::: SELECTED TEXT :::

In general, the invention relates to extensible markup language programming. 
More specifically, the invention relates to a method and system for probability-based 
validation of extensible markup language documents. 

Extensible Markup Language (XML) was designed to improve functionality 
of the World Wide Web (WWW) by providing more flexible and adaptable 
information identification. XML is identified as extensible because it is not a fixed 
format, such as Hyper Text Markup Language (HTML). HTML is a single, 
predefined markup language. XML is a "metalanguage", that is XML is a language 
for describing other languages. XML allows a user to design her own customized 
markup languages for an unlimited amount of documents. XML can be utilized in 
this manner because XML is written in Standard Generalized Markup Language 
(SGML), the international standard "metalanguage" for text markup systems (ISO 
8879:1985).

::: GIVEN INFORMATION :::

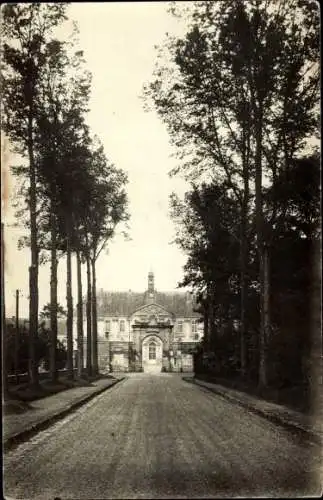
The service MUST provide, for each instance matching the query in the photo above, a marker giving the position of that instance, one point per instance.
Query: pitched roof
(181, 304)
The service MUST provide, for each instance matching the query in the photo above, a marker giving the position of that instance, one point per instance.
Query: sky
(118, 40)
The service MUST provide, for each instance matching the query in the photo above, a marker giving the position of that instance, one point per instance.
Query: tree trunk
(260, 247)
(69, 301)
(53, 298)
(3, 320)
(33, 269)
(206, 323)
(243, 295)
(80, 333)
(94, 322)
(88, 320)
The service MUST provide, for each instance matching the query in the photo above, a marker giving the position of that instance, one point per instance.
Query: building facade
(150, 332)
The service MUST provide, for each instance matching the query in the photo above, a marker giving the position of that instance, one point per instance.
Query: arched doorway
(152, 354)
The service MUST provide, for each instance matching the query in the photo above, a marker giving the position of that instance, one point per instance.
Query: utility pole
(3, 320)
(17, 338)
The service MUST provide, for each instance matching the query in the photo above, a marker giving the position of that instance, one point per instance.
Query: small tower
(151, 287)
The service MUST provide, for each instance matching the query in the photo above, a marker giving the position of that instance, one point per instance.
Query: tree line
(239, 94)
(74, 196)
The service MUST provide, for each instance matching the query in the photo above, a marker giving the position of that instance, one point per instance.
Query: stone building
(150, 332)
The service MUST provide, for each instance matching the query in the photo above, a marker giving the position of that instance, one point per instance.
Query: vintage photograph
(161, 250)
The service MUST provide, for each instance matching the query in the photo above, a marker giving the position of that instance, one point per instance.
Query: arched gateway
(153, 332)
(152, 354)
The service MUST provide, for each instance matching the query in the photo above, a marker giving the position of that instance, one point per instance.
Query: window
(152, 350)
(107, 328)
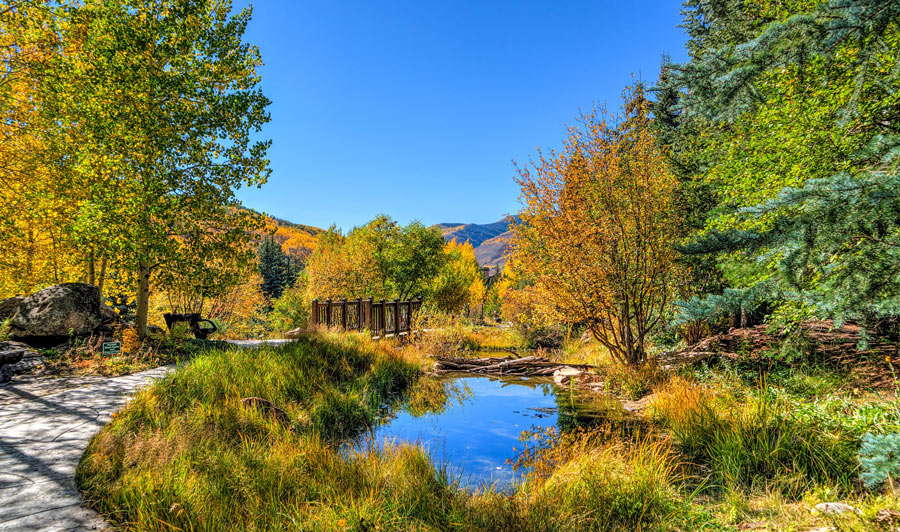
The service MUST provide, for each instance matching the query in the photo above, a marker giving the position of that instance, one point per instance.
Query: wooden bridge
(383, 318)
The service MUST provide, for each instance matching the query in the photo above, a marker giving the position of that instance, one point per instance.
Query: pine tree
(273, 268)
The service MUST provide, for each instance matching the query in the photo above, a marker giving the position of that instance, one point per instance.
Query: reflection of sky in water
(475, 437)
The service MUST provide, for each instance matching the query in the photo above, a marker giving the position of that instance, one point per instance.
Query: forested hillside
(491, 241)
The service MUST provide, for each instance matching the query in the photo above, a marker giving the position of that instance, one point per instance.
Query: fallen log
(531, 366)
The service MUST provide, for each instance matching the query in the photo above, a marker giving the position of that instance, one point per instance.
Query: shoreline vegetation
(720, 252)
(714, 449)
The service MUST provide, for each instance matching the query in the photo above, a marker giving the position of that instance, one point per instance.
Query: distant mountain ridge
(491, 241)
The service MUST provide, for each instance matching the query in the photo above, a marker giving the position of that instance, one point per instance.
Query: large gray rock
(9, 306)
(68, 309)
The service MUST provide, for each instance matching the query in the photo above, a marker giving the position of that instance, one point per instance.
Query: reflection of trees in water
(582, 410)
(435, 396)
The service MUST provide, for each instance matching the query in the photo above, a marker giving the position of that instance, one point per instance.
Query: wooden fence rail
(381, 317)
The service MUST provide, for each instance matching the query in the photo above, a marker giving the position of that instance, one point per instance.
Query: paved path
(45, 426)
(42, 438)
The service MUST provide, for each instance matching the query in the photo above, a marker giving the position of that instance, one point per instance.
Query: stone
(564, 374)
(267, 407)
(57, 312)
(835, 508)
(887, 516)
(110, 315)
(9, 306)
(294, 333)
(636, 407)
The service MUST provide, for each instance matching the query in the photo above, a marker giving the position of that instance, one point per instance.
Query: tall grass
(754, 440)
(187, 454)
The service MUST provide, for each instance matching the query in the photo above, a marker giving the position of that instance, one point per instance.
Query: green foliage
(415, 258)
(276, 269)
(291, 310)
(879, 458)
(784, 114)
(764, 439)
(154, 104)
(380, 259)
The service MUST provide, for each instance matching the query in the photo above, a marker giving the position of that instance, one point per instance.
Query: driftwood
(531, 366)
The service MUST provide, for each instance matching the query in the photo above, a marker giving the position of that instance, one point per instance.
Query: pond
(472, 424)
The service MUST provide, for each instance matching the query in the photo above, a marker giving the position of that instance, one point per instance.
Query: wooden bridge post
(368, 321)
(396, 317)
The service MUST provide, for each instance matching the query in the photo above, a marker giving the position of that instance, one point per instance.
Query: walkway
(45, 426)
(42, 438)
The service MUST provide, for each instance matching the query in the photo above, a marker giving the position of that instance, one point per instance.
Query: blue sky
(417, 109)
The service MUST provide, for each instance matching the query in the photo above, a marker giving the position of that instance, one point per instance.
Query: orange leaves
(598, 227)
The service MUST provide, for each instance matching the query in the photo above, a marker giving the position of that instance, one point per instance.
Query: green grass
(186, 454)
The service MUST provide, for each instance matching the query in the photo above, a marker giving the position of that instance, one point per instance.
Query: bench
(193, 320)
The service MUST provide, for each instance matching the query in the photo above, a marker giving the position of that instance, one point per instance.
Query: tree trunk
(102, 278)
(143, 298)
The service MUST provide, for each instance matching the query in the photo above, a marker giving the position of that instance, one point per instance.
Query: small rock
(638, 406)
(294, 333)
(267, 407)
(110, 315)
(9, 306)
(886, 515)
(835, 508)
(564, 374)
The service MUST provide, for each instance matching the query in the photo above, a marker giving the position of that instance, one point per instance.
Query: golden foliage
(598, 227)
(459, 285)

:::

* OBJECTIVE
Render this sentence from the XML text into Spanish: "XML is identified as extensible because it is not a fixed format, such as Hyper Text Markup Language (HTML)."

* TASK OUTPUT
XML se identifica como extensible porque no es un formato fijo, como el Lenguaje de Marcado de Hipertexto (HTML).